Liebe Leserin, lieber Leser,

 

wir freuen uns, Ihnen im Frühjahr 2022 den dritten Fortschrittsbericht von Chemie³ präsentieren zu können. Zum zweiten Mal nach 2018 berichten wir auf Basis unserer 40 Chemie³-Fortschrittsindikatoren, wo die chemisch-pharmazeutische Industrie in Sachen Nachhaltigkeit steht. Die Indikatoren haben wir in einem intensiven Dialog mit unseren Mitgliedern und unseren Stakeholdern erarbeitet.

Mit der Veröffentlichung kommen wir unserem Transparenzversprechen nach, die Entwicklung der Branche in allen drei Dimensionen Ökonomie, Ökologie und Soziales messbar zu machen und Ergebnisse regelmäßig zu kommunizieren.

 

Die Veröffentlichung des Berichts fällt in eine Zeit, die uns alle zutiefst erschüttert. Zuvor Undenkbares ist seit einigen Wochen schreckliche Realität: Krieg in Europa. Viele unschuldige Menschen sterben, Millionen sind auf der Flucht. Unsere Gedanken sind bei jenen, die durch die militärische Aggression Russlands enormes Leid erfahren. Es gilt jetzt, unsere freiheitliche Ordnung gemeinsam mit unseren demokratischen Verbündeten gegen völkerrechtswidrige Aggression und Diktatur zu verteidigen.

 

Die Phase der Datenerfassung für den Bericht war durch eine weitere Krise geprägt – der Corona-Pandemie. Das Virus hat unser aller Leben und Arbeiten umgekrempelt. Das gilt auch für die Unternehmen und die Beschäftigten der chemischen Industrie. Die Pandemie hat die Erhebung der Daten erschwert (weitere Informationen zur Datenerhebung finden Sie hier). Umso mehr freuen wir uns, dass mit dem Ergebnis nun erstmals Vergleichswerte vorliegen und wir eine erste Entwicklung sichtbar machen können. Mit Blick auf die vorliegenden Daten zeigen sich in den drei Dimensionen positive Entwicklungen, aber auch Baustellen, an denen wir als Branche gemeinsam arbeiten.

 

Erfreulich ist, dass die Ausgaben der Unternehmen der Branche für Forschung und Entwicklung im Vergleich zum letzten Bericht deutlich gestiegen sind. Insbesondere die Bekämpfung der Pandemie hat gezeigt, wie wichtig Innovationskraft ist: Noch nie zuvor wurden wirksame Impfstoffe in so kurzer Zeit entwickelt. Innovationen helfen, die weltweit anstehenden Herausforderungen zu bewältigen. Ein Gewinn ist außerdem, dass die Möglichkeiten des flexiblen Arbeitens deutlich zugenommen haben. Die Pandemie hat auch hier als Katalysator gewirkt.

ZU BEARBEITENDE AUFGABEN:
• A. Prüfen Sie, ob die folgenden Aussagen mit dem Text über den Chemie³-Fortschrittsbericht übereinstimmen, und antworten Sie jeweils mit Ja oder Nein sowie den entscheidenden Worten des Textes im genauen Wortlaut: (i) Es handelt sich um den dritten Fortschrittsbericht von Chemie³. (ii) Die Indikatoren wurden ohne Beteiligung von Stakeholdern erarbeitet. (iii) Die Ausgaben der Unternehmen für Forschung und Entwicklung sind im Vergleich zum letzten Bericht gesunken.
• B. Führen Sie den Text über den Chemie³-Fortschrittsbericht im Anschluss an seinen letzten Satz fort.

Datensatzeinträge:
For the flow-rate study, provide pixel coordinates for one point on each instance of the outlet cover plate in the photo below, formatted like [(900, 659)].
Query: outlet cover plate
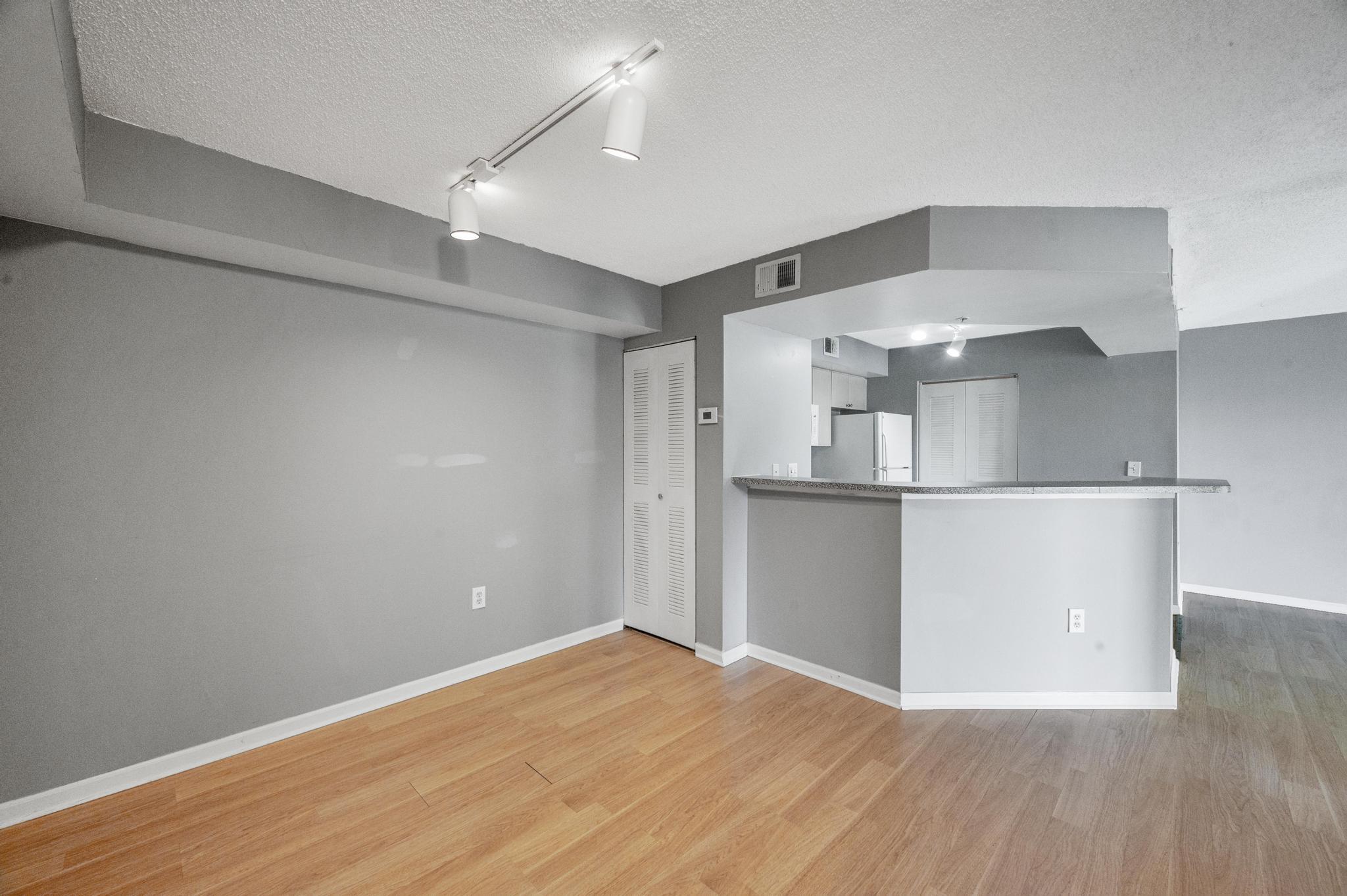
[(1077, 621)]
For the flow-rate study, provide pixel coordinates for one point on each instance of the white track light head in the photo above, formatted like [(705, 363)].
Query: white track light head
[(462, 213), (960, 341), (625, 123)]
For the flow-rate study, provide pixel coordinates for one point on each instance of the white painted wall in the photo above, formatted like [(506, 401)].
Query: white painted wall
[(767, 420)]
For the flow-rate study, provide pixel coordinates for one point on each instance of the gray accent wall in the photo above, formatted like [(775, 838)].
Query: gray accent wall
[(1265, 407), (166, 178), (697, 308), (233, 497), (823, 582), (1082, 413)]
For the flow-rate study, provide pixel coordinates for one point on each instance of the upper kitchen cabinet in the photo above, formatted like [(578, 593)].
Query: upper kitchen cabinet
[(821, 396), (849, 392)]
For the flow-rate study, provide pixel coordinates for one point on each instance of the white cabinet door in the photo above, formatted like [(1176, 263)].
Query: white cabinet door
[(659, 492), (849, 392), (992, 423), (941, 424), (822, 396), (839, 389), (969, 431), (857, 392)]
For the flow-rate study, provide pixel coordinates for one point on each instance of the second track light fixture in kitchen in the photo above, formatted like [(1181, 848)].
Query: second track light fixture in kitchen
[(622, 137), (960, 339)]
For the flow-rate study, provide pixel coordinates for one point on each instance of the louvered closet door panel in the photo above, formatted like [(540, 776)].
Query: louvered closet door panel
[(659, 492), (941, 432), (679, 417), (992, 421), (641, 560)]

LÖSUNGEN:
• A.
(i) Ja: „den dritten Fortschrittsbericht von Chemie³“
(ii) Nein: „Die Indikatoren haben wir in einem intensiven Dialog mit unseren Mitgliedern und unseren Stakeholdern erarbeitet.“
(iii) Nein: „im Vergleich zum letzten Bericht deutlich gestiegen sind“

• B.
 

Auch sind deutliche Steigerungen bei Gesundheitsvorsorge- und -beratungsangeboten sowie Vereinbarungen zu alters- und alternsgerechtem Arbeiten sichtbar. Hier haben auch die Aktivitäten der Chemie-Sozialpartner im Rahmen der gemeinsamen Initiative „Gutes und gesundes Arbeiten in der Chemiebranche“ sowie des Dialogs WORK@industry4.0 eine Rolle gespielt. In der ökologischen Dimension konnte die Branche ihre Treibhausgasemissionen pro Produkteinheit weiter senken. Mit einer effizienteren und damit emissionsärmeren Produktion machen wir einen ersten Schritt hin zu einer treibhausgasneutralen Chemie.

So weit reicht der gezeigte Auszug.